**Liste des consignes**
**A.** D'après l'article sur l'élection locale à Hongkong, quel a été le taux de participation au scrutin ?
**B.** Recopiez fidèlement le passage de l'article sur l'élection locale à Hongkong qui va de « Hongkong inflige une » jusqu'à « l’ancienne colonie britannique. ».

Hongkong inflige une gifle électorale cinglante à Pékin – Le Figaro

Envoyé spécial à Hongkong

Une vague «jaune» s’est abattue sur Hongkong cette nuit, offrant un bol d’air démocratique à la révolte anti-Pékin, après des mois d’escalade dans la rue. Le camp démocrate a remporté par KO l’élection locale de dimanche 24 novembre, infligeant une déroute spectaculaire aux «bleus» des partis pro-establishment favorable à Pékin. Lundi matin, les démocrates avaient pris le contrôle de 17 des 18 Conseils de districts en jeu, et raflé près de 90% des sièges, selon la télévision RTHK, alors que le dépouillement se poursuivait dans l’ancienne colonie britannique.

«C’est une gifle monumentale pour Pékin, qui va au-delà de nos espérances», se réjouit Claudia Mo, parlementaire démocrate. L’opposition a raflé au moins 390 des 452 sièges en jeu, infligeant une défaite historique au Democratic Alliance for the Betterment and progress (DAB), premier parti de l’île et ses affidés qui régnaient en maître sur dix-sept des Conseil dans la précédente législature. «C’est un tsunami démocratique», s’est réjoui Tommy Cheung, l’une des figures de la contestation dans la rue, qui a raflé un siège à Yuen Long, près de la frontière avec la Chine communiste, théâtre d’affrontements violents entre les «triades» et la jeunesse, cet été.

La mobilisation spectaculaire de près de 3 millions d’électeurs a changé la donne de cette élection locale traditionnellement chasse gardée des formations pro-Pékin. La participation a bondi à 71%, contre 47% lors du précédent vote en 2015, grâce à la mobilisation massive des jeunes, déterminés à envoyer dans les urnes un signal de détermination au pouvoir, après des mois d’affrontement dans les rues.

L’opposition a remporté haut la main son pari, transformant ce scrutin local en référendum contre le pouvoir, sanctionnant Lam et envoyant un message de défiance à la seconde puissance mondiale. Le verdict des urnes met à mal la ligne officielle de Pékin, qui dénonce depuis des mois des «émeutiers radicaux» minoritaires, imposant la violence à une «majorité silencieuse». Ce matin, sur le continent, la presse officielle faisait profil bas et le sujet des élections était censuré sur la plateforme Weibo, le Twitter chinois, signalant la nervosité du régime. «Où est la majorité silencieuse?», rétorque Mo. «Les jeunes ont voulu envoyer un message clair à Pékin: ils veulent la démocratie, et ils vont continuer à se mobiliser. C’est une situation compliquée pour la Chine», juge Jean-Pierre Cabestan, professeur à l’Université Baptiste d’Hongkong.

**Extrait source**
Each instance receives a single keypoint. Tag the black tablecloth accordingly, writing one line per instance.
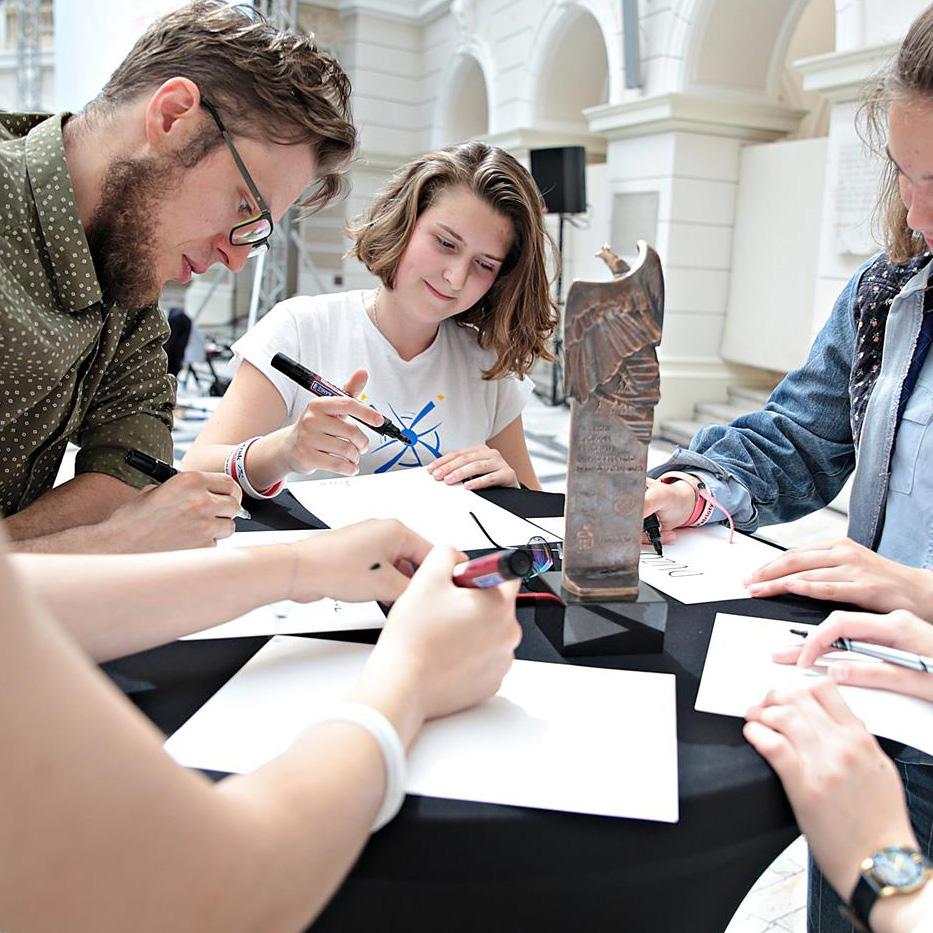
(446, 865)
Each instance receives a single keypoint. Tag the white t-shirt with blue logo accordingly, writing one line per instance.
(439, 397)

**Réponses aux exercices**
**A.** La participation a atteint 71 %.

**B.**
Hongkong inflige une gifle électorale cinglante à Pékin – Le Figaro

Envoyé spécial à Hongkong

Une vague «jaune» s’est abattue sur Hongkong cette nuit, offrant un bol d’air démocratique à la révolte anti-Pékin, après des mois d’escalade dans la rue. Le camp démocrate a remporté par KO l’élection locale de dimanche 24 novembre, infligeant une déroute spectaculaire aux «bleus» des partis pro-establishment favorable à Pékin. Lundi matin, les démocrates avaient pris le contrôle de 17 des 18 Conseils de districts en jeu, et raflé près de 90% des sièges, selon la télévision RTHK, alors que le dépouillement se poursuivait dans l’ancienne colonie britannique.